* BEGIN Records to process *

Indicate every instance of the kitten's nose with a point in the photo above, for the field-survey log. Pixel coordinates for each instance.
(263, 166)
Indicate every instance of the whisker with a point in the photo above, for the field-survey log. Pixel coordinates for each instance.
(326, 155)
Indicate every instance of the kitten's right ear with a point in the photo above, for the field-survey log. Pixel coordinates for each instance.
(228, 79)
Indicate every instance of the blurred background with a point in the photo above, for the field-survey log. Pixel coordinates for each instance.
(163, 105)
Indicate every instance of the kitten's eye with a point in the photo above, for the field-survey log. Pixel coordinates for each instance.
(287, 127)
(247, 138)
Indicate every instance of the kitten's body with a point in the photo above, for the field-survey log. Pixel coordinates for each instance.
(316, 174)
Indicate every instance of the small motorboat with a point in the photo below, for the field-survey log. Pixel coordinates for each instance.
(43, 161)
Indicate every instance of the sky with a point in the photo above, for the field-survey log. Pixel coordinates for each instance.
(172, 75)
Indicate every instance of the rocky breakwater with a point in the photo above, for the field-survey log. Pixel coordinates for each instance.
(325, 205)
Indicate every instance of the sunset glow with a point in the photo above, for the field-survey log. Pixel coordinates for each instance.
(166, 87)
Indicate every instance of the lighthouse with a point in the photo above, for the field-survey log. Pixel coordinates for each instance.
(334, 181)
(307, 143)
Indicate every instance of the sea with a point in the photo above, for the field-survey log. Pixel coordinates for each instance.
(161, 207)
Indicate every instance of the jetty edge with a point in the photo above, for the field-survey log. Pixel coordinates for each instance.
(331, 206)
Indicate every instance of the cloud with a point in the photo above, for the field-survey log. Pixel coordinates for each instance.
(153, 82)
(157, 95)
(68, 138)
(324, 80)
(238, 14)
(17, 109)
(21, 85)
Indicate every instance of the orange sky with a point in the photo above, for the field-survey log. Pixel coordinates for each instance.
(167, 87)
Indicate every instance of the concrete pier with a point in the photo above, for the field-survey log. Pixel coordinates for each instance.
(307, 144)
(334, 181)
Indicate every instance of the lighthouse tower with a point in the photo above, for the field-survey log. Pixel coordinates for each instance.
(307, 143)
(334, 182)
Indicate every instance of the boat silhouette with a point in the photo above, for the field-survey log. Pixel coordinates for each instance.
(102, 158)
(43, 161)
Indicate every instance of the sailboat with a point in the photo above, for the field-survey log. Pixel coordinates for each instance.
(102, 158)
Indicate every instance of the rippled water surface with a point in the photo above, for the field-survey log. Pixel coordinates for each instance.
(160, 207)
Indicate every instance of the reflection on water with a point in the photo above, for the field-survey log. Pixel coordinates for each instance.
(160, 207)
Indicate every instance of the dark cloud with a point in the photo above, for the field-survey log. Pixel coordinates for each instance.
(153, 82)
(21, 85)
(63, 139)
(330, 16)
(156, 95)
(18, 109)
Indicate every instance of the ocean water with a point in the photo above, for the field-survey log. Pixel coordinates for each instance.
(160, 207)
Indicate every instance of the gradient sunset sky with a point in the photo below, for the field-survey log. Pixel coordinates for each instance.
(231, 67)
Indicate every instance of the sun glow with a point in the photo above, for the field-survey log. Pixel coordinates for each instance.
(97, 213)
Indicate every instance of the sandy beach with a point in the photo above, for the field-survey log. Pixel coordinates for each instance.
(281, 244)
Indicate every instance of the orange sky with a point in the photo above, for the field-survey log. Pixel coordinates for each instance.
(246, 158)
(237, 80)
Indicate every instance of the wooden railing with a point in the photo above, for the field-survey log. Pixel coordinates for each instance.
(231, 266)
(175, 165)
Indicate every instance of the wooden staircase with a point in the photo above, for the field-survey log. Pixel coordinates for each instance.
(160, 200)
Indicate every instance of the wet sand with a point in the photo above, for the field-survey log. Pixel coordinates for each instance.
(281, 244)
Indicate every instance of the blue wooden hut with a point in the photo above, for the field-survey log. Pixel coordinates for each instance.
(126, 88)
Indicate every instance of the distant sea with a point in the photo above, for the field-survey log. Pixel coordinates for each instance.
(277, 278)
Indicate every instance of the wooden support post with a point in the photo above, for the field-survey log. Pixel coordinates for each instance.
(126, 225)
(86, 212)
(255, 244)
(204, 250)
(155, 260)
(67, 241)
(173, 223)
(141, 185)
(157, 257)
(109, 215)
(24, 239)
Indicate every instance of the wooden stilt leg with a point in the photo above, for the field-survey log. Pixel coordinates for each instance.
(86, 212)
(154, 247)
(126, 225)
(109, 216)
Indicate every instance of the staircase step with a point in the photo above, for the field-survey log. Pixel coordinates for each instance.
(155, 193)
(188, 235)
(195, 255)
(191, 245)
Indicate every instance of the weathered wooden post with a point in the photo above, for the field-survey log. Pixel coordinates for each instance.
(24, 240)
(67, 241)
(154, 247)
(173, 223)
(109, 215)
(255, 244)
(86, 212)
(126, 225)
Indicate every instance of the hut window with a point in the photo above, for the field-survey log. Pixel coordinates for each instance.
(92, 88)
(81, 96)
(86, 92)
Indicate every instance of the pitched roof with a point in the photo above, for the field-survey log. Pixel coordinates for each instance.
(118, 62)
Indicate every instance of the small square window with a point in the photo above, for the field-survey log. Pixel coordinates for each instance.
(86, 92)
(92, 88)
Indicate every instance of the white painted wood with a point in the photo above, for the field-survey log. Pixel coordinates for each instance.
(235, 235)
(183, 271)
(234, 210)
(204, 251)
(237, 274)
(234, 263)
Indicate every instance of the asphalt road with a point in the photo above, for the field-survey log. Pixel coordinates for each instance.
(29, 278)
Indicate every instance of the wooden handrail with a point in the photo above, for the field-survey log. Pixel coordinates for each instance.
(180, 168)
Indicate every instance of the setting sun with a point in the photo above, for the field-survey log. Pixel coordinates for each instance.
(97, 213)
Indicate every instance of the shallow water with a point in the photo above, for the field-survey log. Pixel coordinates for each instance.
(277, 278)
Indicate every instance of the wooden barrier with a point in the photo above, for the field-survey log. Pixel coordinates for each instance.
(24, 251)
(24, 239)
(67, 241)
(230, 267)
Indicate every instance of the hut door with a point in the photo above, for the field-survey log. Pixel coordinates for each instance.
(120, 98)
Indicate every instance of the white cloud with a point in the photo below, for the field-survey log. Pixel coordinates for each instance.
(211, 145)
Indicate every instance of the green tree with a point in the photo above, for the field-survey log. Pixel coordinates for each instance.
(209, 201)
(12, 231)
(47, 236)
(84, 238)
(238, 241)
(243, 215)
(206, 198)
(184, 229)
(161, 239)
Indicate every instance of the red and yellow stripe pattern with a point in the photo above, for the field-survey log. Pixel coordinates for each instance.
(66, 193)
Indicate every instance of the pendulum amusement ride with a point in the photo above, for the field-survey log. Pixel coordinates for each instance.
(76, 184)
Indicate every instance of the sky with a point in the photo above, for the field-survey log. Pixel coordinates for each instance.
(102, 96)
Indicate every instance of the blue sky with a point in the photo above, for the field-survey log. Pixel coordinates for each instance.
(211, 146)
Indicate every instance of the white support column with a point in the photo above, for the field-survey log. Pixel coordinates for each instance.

* END Records to process *

Extract all of the material exactly as it is written.

▶ **Answer**
Indicate every instance of the kitten's nose with a point in the photo above, for the field-survey log. Pixel coordinates for each instance.
(263, 166)
Indicate every instance of the whisker with a point in the photo above, for the field-survey log. Pixel coordinates for each instance.
(326, 155)
Indicate every instance of the kitten's right ear with a point in the photo above, for the field-survey log. Pixel coordinates for each instance.
(228, 79)
Indicate every instance of the blurred background with a point in the photo above, for the field-survey log. Pixel coordinates for each instance.
(163, 105)
Indicate every instance of the kitten's eye with a point in the photo above, for the field-survey log. Pixel coordinates for each instance.
(287, 127)
(247, 138)
Indicate every instance of the kitten's body with a point in the photo above, for the field-survey log. Pixel coordinates for each instance.
(316, 174)
Indicate every instance of the small motorboat with a point in the photo below, for the field-survey log. Pixel coordinates for each instance.
(43, 161)
Indicate every instance of the sky with a point in the photo above, for the field-survey log. Pixel coordinates for each instance.
(172, 75)
Indicate every instance of the rocky breakwater with a point in the photo above, for the field-survey log. Pixel coordinates for each instance.
(325, 205)
Indicate every instance of the sunset glow with a point in the photo above, for the field-survey log. Pixel coordinates for each instance.
(166, 87)
Indicate every instance of the lighthouse with a point in the photo above, for the field-survey log. Pixel coordinates for each instance.
(334, 181)
(307, 143)
Indicate every instance of the sea with a point in the photo above, for the field-survey log. Pixel coordinates for each instance.
(161, 207)
Indicate every instance of the jetty edge with a point in the photo above, for the field-survey log. Pixel coordinates for each instance.
(331, 206)
Indicate every instance of the cloud with a point in the photo above, for the field-survey log. Pixel coordinates for each instance.
(153, 82)
(157, 95)
(68, 138)
(324, 80)
(238, 14)
(17, 109)
(21, 85)
Indicate every instance of the orange sky with a point in the photo above, for the field-survey log. Pixel coordinates for each instance.
(167, 87)
Indicate every instance of the concrete pier with a point in the photo above, for the field-survey log. Pixel coordinates for each instance.
(307, 144)
(334, 181)
Indicate every instance of the lighthouse tower with a point in the photo above, for the field-survey log. Pixel coordinates for each instance.
(307, 143)
(334, 182)
Indicate every instance of the boat silhouette with a point in the photo above, for the field-survey log. Pixel coordinates for each instance.
(102, 158)
(43, 161)
Indicate every instance of the sailboat with a point in the photo above, for the field-survey log. Pixel coordinates for each instance.
(102, 158)
Indicate every instance of the rippled water surface with a point in the photo above, for the field-survey log. Pixel coordinates for each instance.
(160, 207)
Indicate every instance of the reflection on water with a point in the photo above, for the field-survey log. Pixel coordinates for each instance.
(160, 207)
Indicate every instance of the dark cloud with a point in the photo above, for the field-survey log. Pixel coordinates for each instance.
(153, 82)
(21, 85)
(63, 139)
(330, 16)
(156, 95)
(18, 109)
Indicate every instance of the ocean water with a point in the photo above, for the field-survey log. Pixel coordinates for each instance.
(160, 207)
Indicate every instance of the gradient sunset sky with a point in the photo below, for the field-survey log. Pixel coordinates for each instance.
(231, 67)
Indicate every instance of the sun glow with a point in the photo above, for the field-survey log. Pixel coordinates for each instance.
(97, 213)
Indicate every instance of the sandy beach with a point in the photo above, for the field-survey log. Pixel coordinates for each instance.
(281, 244)
Indicate every instance of the orange sky with a point in the photo above, for the field-survey log. Pixel coordinates for each instance.
(246, 158)
(237, 80)
Indicate every instance of the wooden railing with a point in the photo above, for the field-survey log. Pixel coordinates for each instance.
(231, 266)
(175, 165)
Indicate every instance of the wooden staircase with a point in the photo above, for the field-survey log. Pixel coordinates for each instance.
(160, 200)
Indicate every instance of the wet sand with a point in the photo above, for the field-survey log. Pixel coordinates for each instance.
(281, 244)
Indicate every instance of the blue wooden hut with a point in the photo above, for the field-survey log. Pixel coordinates for each instance.
(126, 88)
Indicate every instance of the distant sea with a point in the photo above, for the field-survey log. Pixel coordinates for each instance.
(277, 278)
Indicate every instance of the wooden support post with a point in the photo above, for the field-survey log. Pixel coordinates for each instance.
(126, 225)
(86, 212)
(255, 244)
(204, 250)
(155, 260)
(67, 241)
(173, 223)
(141, 185)
(157, 257)
(109, 215)
(24, 239)
Indicate every instance of the wooden stilt leg with a point in the photo above, for the field-survey log. Pixel coordinates for each instance.
(86, 212)
(154, 247)
(126, 225)
(109, 216)
Indicate every instance of the staircase step with a point in the photo above, for the field-survey log. Pixel coordinates for each instance.
(155, 193)
(188, 235)
(195, 255)
(191, 245)
Indicate every instance of the weathered wooden post with a point in the photo above, for the field-survey log. Pixel coordinates for each instance.
(24, 240)
(67, 241)
(154, 247)
(173, 223)
(109, 215)
(255, 244)
(86, 212)
(126, 225)
Indicate every instance of the hut window with a point in the photo above, for the field-survey log. Pixel coordinates for each instance.
(92, 88)
(81, 96)
(86, 92)
Indicate every instance of the pitched roof with a point in the photo above, for the field-survey log. Pixel coordinates for each instance.
(118, 62)
Indicate every instance of the small square window with a point in the photo above, for the field-survey log. Pixel coordinates for each instance.
(86, 92)
(92, 88)
Indicate every instance of the white painted wood with a point in the photo above, for the field-survey log. Pixel coordinates for each instance.
(235, 235)
(183, 271)
(234, 210)
(204, 251)
(237, 274)
(234, 263)
Indicate every instance of the asphalt road with a point in the photo above, for the field-survey log. Pixel coordinates for each instance.
(29, 278)
Indicate every instance of the wooden handrail with a point in the photo above, for the field-survey log. Pixel coordinates for each instance.
(180, 168)
Indicate every instance of the setting sun with a point in the photo above, for the field-survey log. Pixel coordinates for each instance.
(97, 213)
Indicate every instance of the shallow water with a point in the photo above, for the field-survey log. Pixel coordinates for each instance.
(277, 278)
Indicate every instance of the wooden barrier with a point in the photo above, for the field-survey log. Pixel coordinates for each instance.
(24, 251)
(24, 239)
(67, 241)
(230, 267)
Indicate every instance of the hut door with a point in the photo above, for the field-survey log. Pixel coordinates for each instance.
(120, 98)
Indicate every instance of the white cloud with a point in the photo below, for the field-survey log. Pixel coordinates for each instance.
(211, 145)
Indicate every instance of the green tree with a point in the photo above, for the field-survey log. Pixel coordinates for each instance.
(209, 201)
(12, 231)
(47, 236)
(84, 238)
(238, 241)
(243, 215)
(206, 198)
(184, 229)
(161, 239)
Indicate every instance of the red and yellow stripe pattern with a point in the photo above, for the field-survey log. Pixel coordinates for each instance.
(66, 193)
Indicate every instance of the pendulum amusement ride with a point in the photo above, for the field-survey log. Pixel coordinates for each instance.
(76, 184)
Indicate every instance of the sky with a point in the photo above, for the field-survey log. Pixel coordinates for each instance.
(102, 96)
Indicate every instance of the blue sky with a point in the photo above, for the field-survey log. Pixel coordinates for each instance.
(211, 146)
Indicate every instance of the white support column with a point in the photo above, for the field-survey log. Pixel coordinates for each instance.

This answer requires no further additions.